Turn the records, from their start through the line containing "pixel 183 65", into a numbered list with no blank lines. Leave the pictures out.

--- Start Data records ---

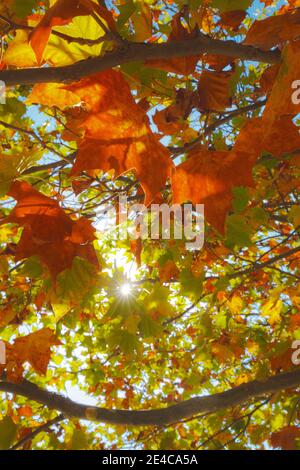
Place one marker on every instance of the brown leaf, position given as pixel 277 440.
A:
pixel 274 30
pixel 214 91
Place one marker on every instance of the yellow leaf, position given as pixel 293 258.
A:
pixel 272 310
pixel 19 53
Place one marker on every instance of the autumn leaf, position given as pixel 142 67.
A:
pixel 48 231
pixel 184 65
pixel 34 349
pixel 52 94
pixel 118 135
pixel 214 91
pixel 62 13
pixel 208 178
pixel 274 30
pixel 285 438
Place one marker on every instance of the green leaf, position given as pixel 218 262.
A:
pixel 148 327
pixel 190 285
pixel 238 232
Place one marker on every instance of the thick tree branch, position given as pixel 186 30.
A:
pixel 35 432
pixel 164 416
pixel 138 52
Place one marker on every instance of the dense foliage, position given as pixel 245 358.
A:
pixel 201 106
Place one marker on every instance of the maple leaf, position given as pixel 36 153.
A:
pixel 208 178
pixel 118 135
pixel 35 349
pixel 48 231
pixel 280 100
pixel 62 13
pixel 214 91
pixel 232 19
pixel 285 438
pixel 274 30
pixel 268 138
pixel 52 94
pixel 183 65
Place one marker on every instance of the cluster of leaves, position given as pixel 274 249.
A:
pixel 207 129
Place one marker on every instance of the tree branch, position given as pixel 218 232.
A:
pixel 132 52
pixel 155 417
pixel 35 432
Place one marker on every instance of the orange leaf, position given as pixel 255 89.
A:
pixel 274 30
pixel 208 178
pixel 48 231
pixel 62 13
pixel 118 135
pixel 52 94
pixel 34 349
pixel 232 19
pixel 285 438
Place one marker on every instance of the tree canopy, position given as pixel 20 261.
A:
pixel 142 343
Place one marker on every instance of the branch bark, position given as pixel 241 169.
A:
pixel 159 417
pixel 132 52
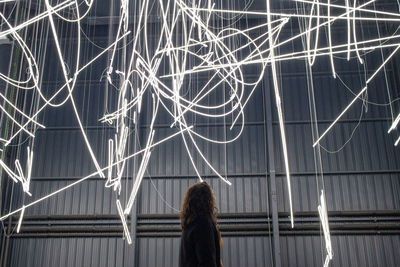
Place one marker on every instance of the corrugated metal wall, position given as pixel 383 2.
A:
pixel 80 226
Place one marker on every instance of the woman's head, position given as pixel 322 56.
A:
pixel 199 201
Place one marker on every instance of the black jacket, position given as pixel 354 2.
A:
pixel 200 244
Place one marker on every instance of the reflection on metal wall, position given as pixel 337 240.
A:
pixel 80 227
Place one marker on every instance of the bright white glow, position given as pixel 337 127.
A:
pixel 20 219
pixel 323 214
pixel 188 46
pixel 124 224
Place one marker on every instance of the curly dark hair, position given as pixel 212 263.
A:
pixel 199 201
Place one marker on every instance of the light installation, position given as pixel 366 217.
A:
pixel 187 44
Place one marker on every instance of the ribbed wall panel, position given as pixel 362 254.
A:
pixel 236 251
pixel 343 192
pixel 351 250
pixel 66 252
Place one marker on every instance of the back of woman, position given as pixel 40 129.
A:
pixel 201 240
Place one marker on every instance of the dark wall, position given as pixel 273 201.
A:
pixel 81 227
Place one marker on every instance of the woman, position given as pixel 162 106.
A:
pixel 201 240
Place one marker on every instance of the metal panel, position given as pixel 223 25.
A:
pixel 343 192
pixel 351 250
pixel 48 252
pixel 236 251
pixel 247 194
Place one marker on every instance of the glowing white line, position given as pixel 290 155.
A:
pixel 395 123
pixel 89 176
pixel 123 220
pixel 356 97
pixel 20 219
pixel 280 117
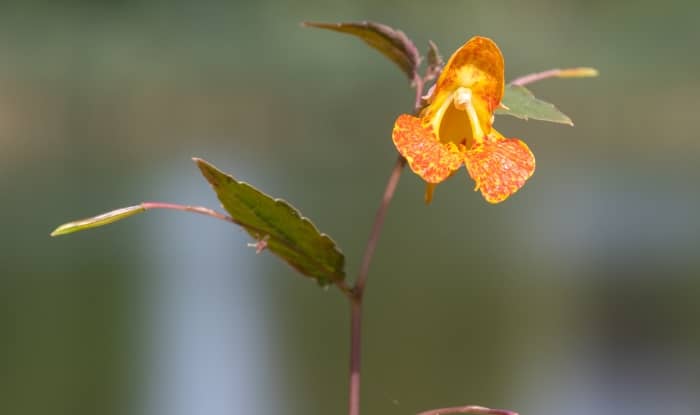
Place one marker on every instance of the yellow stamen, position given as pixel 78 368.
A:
pixel 463 101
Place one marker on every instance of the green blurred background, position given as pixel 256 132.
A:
pixel 579 295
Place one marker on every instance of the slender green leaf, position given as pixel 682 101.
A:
pixel 99 220
pixel 277 226
pixel 392 43
pixel 519 102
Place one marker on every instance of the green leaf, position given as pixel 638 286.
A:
pixel 99 220
pixel 392 43
pixel 277 226
pixel 521 103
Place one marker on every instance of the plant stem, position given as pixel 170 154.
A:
pixel 358 289
pixel 469 409
pixel 377 227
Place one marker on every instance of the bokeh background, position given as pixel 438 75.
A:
pixel 580 295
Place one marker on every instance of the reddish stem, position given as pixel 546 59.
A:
pixel 359 289
pixel 469 409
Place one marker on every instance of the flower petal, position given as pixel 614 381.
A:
pixel 427 157
pixel 477 65
pixel 499 166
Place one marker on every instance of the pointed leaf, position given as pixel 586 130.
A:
pixel 277 226
pixel 392 43
pixel 99 220
pixel 519 102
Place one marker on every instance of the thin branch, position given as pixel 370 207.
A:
pixel 377 227
pixel 355 355
pixel 469 409
pixel 555 73
pixel 359 287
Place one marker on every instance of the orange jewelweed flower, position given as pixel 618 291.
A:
pixel 455 127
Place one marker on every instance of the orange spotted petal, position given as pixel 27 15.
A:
pixel 499 166
pixel 427 157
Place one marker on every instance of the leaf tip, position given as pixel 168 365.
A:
pixel 96 221
pixel 581 72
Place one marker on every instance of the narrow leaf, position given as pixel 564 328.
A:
pixel 519 102
pixel 99 220
pixel 392 43
pixel 580 72
pixel 278 227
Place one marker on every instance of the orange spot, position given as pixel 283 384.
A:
pixel 426 156
pixel 500 166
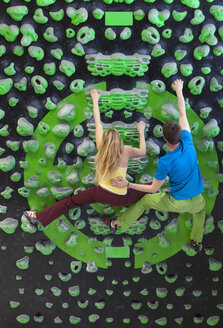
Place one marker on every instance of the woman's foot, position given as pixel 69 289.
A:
pixel 31 215
pixel 196 245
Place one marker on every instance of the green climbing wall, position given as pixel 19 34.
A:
pixel 74 272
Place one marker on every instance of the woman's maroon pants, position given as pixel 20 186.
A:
pixel 89 196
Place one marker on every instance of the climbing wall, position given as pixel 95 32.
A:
pixel 74 273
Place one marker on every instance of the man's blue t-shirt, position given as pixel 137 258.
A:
pixel 181 166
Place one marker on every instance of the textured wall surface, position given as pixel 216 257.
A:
pixel 74 272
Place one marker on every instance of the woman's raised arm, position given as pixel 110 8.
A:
pixel 95 95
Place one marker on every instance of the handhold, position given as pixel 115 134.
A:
pixel 77 16
pixel 49 35
pixel 10 32
pixel 45 247
pixel 187 36
pixel 5 85
pixel 24 128
pixel 7 163
pixel 23 263
pixel 196 85
pixel 39 84
pixel 150 35
pixel 9 225
pixel 67 67
pixel 207 35
pixel 198 17
pixel 85 35
pixel 17 12
pixel 110 34
pixel 29 35
pixel 158 17
pixel 168 112
pixel 39 16
pixel 57 15
pixel 169 69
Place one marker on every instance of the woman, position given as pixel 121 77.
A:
pixel 111 162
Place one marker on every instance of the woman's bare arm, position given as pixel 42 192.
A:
pixel 97 118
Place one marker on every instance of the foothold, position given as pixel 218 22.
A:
pixel 198 17
pixel 158 18
pixel 22 84
pixel 5 85
pixel 67 67
pixel 45 247
pixel 57 15
pixel 39 84
pixel 169 69
pixel 77 16
pixel 2 50
pixel 163 242
pixel 196 85
pixel 191 3
pixel 110 34
pixel 49 68
pixel 157 51
pixel 150 35
pixel 85 35
pixel 126 33
pixel 57 53
pixel 158 86
pixel 139 14
pixel 29 35
pixel 214 265
pixel 7 163
pixel 98 13
pixel 10 70
pixel 205 111
pixel 78 50
pixel 10 32
pixel 201 52
pixel 49 35
pixel 214 85
pixel 77 85
pixel 186 69
pixel 23 318
pixel 167 33
pixel 207 35
pixel 187 36
pixel 18 50
pixel 17 12
pixel 70 33
pixel 168 112
pixel 43 3
pixel 39 16
pixel 8 225
pixel 179 16
pixel 56 291
pixel 24 128
pixel 217 12
pixel 23 263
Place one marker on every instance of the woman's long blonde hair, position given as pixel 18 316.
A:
pixel 109 155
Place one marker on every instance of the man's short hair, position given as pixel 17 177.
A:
pixel 172 132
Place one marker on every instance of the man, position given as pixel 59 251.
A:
pixel 185 180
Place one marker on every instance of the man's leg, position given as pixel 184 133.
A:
pixel 158 201
pixel 198 219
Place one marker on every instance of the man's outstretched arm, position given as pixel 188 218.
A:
pixel 178 87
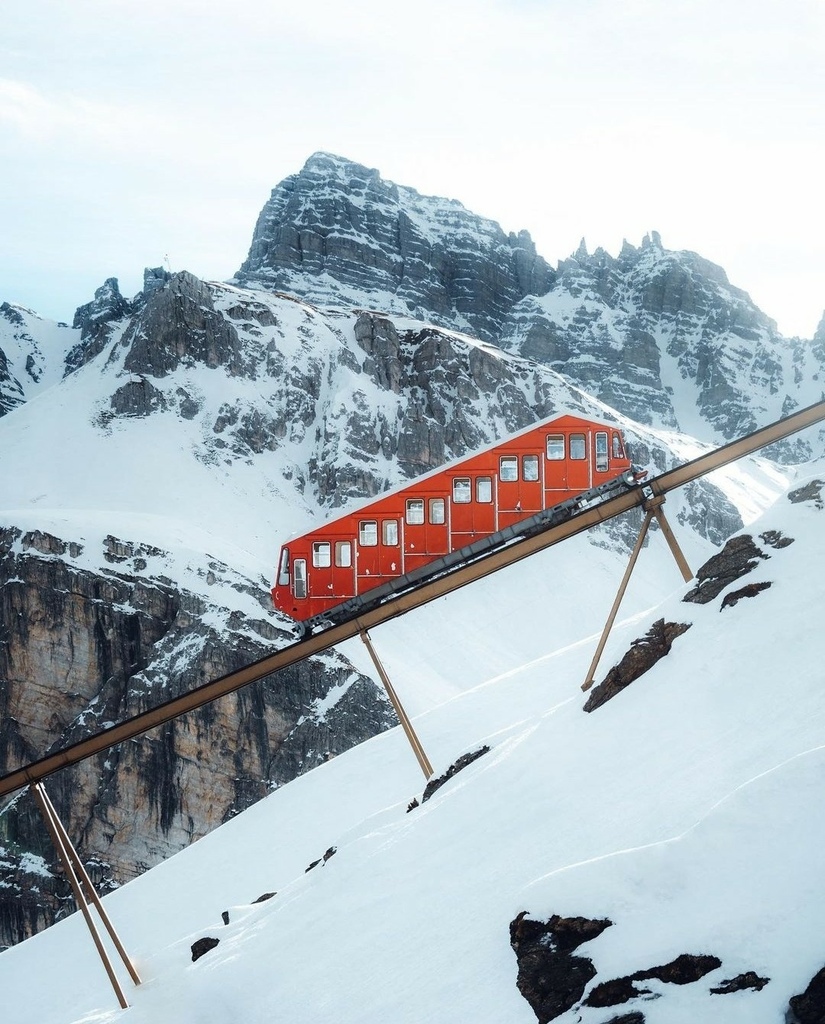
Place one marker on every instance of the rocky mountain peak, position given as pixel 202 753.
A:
pixel 338 233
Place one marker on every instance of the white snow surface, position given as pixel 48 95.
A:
pixel 687 810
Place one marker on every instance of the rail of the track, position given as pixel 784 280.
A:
pixel 427 591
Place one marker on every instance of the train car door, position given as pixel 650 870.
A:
pixel 567 465
pixel 367 554
pixel 331 572
pixel 472 507
pixel 520 486
pixel 425 529
pixel 437 527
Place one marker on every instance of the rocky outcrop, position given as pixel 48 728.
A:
pixel 553 980
pixel 685 970
pixel 644 653
pixel 809 1007
pixel 178 325
pixel 550 977
pixel 339 235
pixel 96 321
pixel 81 649
pixel 32 354
pixel 739 556
pixel 652 332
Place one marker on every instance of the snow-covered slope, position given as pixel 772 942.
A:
pixel 686 811
pixel 33 352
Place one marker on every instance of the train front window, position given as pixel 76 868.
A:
pixel 555 446
pixel 415 511
pixel 529 467
pixel 578 450
pixel 321 554
pixel 462 494
pixel 601 451
pixel 284 568
pixel 367 532
pixel 299 582
pixel 484 489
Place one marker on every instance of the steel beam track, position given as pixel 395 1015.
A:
pixel 428 591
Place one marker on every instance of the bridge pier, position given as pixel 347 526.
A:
pixel 80 881
pixel 652 507
pixel 406 725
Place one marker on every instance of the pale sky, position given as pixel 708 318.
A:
pixel 132 131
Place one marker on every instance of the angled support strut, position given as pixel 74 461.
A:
pixel 80 881
pixel 415 742
pixel 653 507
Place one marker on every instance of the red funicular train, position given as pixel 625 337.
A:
pixel 448 515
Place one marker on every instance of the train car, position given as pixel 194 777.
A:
pixel 353 561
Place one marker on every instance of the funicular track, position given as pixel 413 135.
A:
pixel 648 497
pixel 651 493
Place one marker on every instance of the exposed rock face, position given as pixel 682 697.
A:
pixel 657 334
pixel 550 977
pixel 367 399
pixel 741 983
pixel 95 321
pixel 179 326
pixel 644 653
pixel 739 556
pixel 338 233
pixel 661 336
pixel 685 970
pixel 554 981
pixel 82 649
pixel 809 1008
pixel 32 354
pixel 467 759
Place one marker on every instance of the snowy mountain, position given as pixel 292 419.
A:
pixel 653 861
pixel 155 456
pixel 660 336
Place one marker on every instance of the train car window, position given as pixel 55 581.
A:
pixel 299 583
pixel 462 494
pixel 415 511
pixel 367 532
pixel 529 467
pixel 601 451
pixel 578 450
pixel 555 446
pixel 284 568
pixel 321 554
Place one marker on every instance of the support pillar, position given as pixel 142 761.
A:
pixel 653 507
pixel 415 742
pixel 79 880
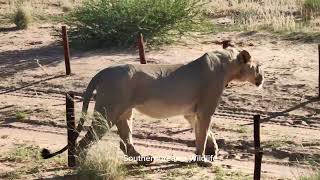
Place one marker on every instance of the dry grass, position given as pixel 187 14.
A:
pixel 22 17
pixel 102 163
pixel 281 15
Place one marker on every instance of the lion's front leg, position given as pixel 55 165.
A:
pixel 201 131
pixel 212 146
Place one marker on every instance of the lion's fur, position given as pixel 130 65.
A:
pixel 192 90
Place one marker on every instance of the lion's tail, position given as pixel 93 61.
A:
pixel 45 153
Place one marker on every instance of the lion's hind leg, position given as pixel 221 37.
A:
pixel 99 126
pixel 124 125
pixel 211 145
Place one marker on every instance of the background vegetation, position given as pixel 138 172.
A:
pixel 101 23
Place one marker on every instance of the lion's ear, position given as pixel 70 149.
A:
pixel 244 56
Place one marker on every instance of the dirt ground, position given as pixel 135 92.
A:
pixel 32 82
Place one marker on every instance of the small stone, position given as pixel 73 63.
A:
pixel 300 122
pixel 221 142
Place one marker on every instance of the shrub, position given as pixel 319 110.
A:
pixel 103 23
pixel 101 163
pixel 22 17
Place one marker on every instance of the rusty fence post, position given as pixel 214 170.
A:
pixel 71 125
pixel 226 43
pixel 141 49
pixel 66 50
pixel 258 149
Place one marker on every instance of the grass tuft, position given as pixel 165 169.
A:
pixel 21 115
pixel 315 176
pixel 101 164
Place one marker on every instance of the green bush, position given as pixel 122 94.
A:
pixel 22 17
pixel 103 23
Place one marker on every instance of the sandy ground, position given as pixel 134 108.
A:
pixel 32 80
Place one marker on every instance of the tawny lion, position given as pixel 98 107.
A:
pixel 161 91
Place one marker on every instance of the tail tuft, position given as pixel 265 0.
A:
pixel 45 154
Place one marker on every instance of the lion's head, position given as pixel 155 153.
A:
pixel 248 69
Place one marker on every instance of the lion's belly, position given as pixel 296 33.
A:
pixel 160 109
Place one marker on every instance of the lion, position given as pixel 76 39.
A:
pixel 192 90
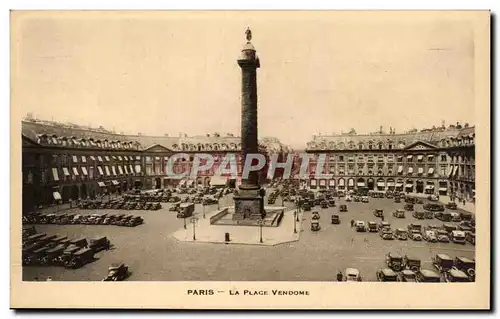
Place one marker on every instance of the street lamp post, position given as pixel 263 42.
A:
pixel 194 220
pixel 295 221
pixel 260 222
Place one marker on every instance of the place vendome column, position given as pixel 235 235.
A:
pixel 249 202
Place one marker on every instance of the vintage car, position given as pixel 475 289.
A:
pixel 315 225
pixel 384 225
pixel 409 207
pixel 306 206
pixel 430 236
pixel 352 275
pixel 433 198
pixel 117 272
pixel 415 235
pixel 426 275
pixel 360 226
pixel 99 243
pixel 455 217
pixel 442 262
pixel 433 207
pixel 456 275
pixel 401 234
pixel 372 227
pixel 394 261
pixel 466 265
pixel 418 215
pixel 451 205
pixel 442 236
pixel 386 274
pixel 471 238
pixel 378 212
pixel 411 263
pixel 324 204
pixel 80 258
pixel 458 237
pixel 386 234
pixel 407 276
pixel 399 213
pixel 335 219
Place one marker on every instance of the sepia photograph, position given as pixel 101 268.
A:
pixel 250 154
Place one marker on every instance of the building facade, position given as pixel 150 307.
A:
pixel 67 162
pixel 435 161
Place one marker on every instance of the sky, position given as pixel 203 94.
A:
pixel 169 72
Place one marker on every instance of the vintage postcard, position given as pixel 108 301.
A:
pixel 250 160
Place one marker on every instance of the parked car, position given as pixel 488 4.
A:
pixel 426 275
pixel 442 262
pixel 451 205
pixel 399 213
pixel 335 219
pixel 394 261
pixel 386 274
pixel 401 234
pixel 117 272
pixel 407 276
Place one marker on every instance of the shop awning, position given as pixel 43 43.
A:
pixel 66 171
pixel 218 181
pixel 55 174
pixel 450 170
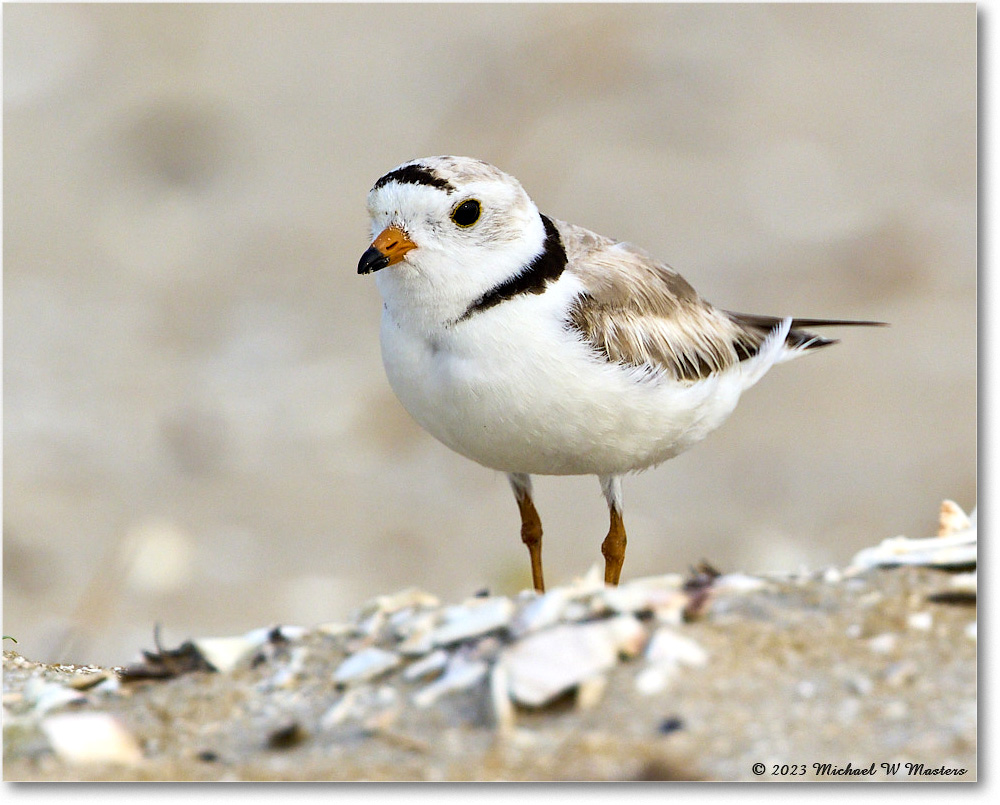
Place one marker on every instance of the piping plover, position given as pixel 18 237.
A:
pixel 534 346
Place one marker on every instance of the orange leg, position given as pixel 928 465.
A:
pixel 613 549
pixel 613 546
pixel 531 526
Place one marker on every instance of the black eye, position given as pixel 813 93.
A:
pixel 467 213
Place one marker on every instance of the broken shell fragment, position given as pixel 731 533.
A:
pixel 549 663
pixel 475 618
pixel 82 738
pixel 365 664
pixel 461 674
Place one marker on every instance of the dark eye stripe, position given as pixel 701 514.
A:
pixel 414 174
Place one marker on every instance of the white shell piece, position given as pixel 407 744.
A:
pixel 472 619
pixel 366 664
pixel 431 664
pixel 82 738
pixel 669 649
pixel 548 663
pixel 461 674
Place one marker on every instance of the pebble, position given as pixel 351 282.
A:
pixel 84 738
pixel 883 643
pixel 366 664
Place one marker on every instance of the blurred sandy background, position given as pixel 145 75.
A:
pixel 197 428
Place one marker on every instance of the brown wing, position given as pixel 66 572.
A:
pixel 638 312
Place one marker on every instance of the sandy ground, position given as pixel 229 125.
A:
pixel 872 673
pixel 197 428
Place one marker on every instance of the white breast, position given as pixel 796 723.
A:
pixel 513 389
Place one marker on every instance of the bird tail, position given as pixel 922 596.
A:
pixel 799 339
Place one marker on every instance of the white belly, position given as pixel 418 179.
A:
pixel 510 389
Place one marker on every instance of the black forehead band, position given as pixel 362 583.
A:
pixel 414 174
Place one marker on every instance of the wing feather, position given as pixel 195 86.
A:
pixel 638 312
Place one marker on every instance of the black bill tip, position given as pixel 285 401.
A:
pixel 372 260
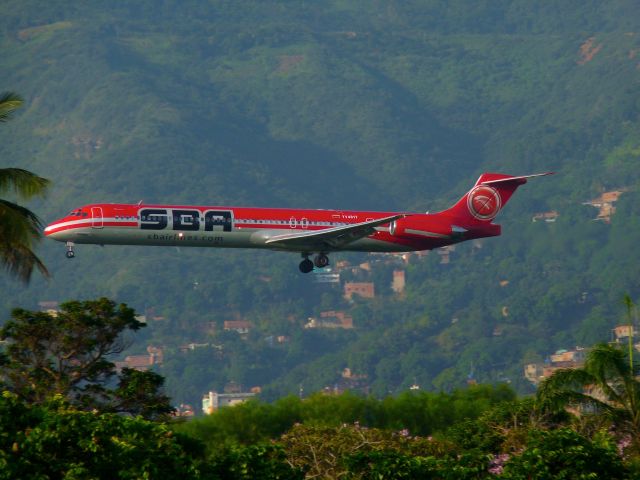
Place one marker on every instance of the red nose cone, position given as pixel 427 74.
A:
pixel 484 202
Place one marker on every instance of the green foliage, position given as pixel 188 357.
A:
pixel 331 452
pixel 67 354
pixel 418 413
pixel 138 393
pixel 396 466
pixel 564 454
pixel 345 105
pixel 255 461
pixel 19 227
pixel 56 441
pixel 607 384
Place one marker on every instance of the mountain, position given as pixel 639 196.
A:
pixel 384 105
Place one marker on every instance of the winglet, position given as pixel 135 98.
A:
pixel 522 179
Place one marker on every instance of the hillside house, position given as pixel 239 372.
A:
pixel 240 326
pixel 621 333
pixel 536 372
pixel 214 401
pixel 398 283
pixel 362 289
pixel 605 204
pixel 445 254
pixel 331 319
pixel 155 356
pixel 50 307
pixel 549 217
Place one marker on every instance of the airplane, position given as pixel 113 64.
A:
pixel 308 232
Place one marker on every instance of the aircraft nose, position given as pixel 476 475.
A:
pixel 53 231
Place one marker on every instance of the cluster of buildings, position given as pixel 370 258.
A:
pixel 575 358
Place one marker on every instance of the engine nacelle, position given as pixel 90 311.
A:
pixel 421 228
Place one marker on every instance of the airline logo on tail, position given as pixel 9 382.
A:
pixel 484 202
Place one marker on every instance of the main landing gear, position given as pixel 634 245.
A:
pixel 320 261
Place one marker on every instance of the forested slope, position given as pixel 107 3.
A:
pixel 382 105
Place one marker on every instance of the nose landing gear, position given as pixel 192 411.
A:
pixel 320 261
pixel 306 265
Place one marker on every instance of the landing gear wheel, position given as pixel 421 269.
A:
pixel 321 260
pixel 70 252
pixel 306 265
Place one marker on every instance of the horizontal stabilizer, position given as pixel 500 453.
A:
pixel 519 180
pixel 332 237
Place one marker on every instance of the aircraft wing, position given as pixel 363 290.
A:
pixel 330 238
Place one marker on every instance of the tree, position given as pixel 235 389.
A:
pixel 53 440
pixel 565 454
pixel 67 353
pixel 138 393
pixel 607 383
pixel 19 227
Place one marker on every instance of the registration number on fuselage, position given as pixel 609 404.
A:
pixel 186 220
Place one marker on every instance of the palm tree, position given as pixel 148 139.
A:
pixel 606 384
pixel 19 227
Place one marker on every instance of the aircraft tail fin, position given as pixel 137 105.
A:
pixel 481 204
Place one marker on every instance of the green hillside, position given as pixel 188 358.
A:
pixel 372 105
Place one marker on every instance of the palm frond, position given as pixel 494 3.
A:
pixel 9 101
pixel 19 231
pixel 22 182
pixel 18 224
pixel 20 261
pixel 608 364
pixel 556 391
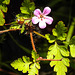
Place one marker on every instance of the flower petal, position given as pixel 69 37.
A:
pixel 42 24
pixel 48 20
pixel 46 10
pixel 37 12
pixel 35 20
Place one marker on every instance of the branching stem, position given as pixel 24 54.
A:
pixel 41 59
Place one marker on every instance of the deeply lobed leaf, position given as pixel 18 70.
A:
pixel 72 46
pixel 22 65
pixel 34 56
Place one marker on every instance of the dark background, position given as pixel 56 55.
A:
pixel 62 10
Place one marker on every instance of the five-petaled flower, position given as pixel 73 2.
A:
pixel 41 18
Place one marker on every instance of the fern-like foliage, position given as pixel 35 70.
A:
pixel 59 31
pixel 3 8
pixel 58 51
pixel 25 65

--- End Data records ---

### Full solution
1. Place one marker on every instance of the brown leaf, position given as pixel 277 440.
2. A:
3. pixel 274 30
4. pixel 214 91
5. Place one marker on every instance of the yellow leaf, position given as pixel 293 258.
6. A:
7. pixel 272 310
8. pixel 19 53
9. Place one marker on every instance of the autumn leaf, position given as pixel 142 67.
10. A:
11. pixel 48 231
12. pixel 184 65
13. pixel 34 349
14. pixel 52 94
15. pixel 118 135
16. pixel 214 91
17. pixel 62 13
18. pixel 208 178
19. pixel 274 30
20. pixel 285 438
21. Place one marker on every instance of the green leaf, position given as pixel 218 262.
22. A:
23. pixel 148 327
24. pixel 190 285
25. pixel 238 232
26. Place one marker on every instance of the thick tree branch, position given as pixel 186 30.
27. A:
28. pixel 35 432
29. pixel 164 416
30. pixel 138 52
31. Place one marker on every instance of the dense foliage, position given as pixel 245 358.
32. A:
33. pixel 201 106
34. Place one marker on every instance of the maple leaf, position given as pixel 36 153.
35. A:
36. pixel 208 178
37. pixel 118 135
38. pixel 35 349
39. pixel 48 231
40. pixel 280 100
41. pixel 62 13
42. pixel 214 91
43. pixel 232 19
44. pixel 285 438
45. pixel 274 30
46. pixel 268 138
47. pixel 52 94
48. pixel 183 65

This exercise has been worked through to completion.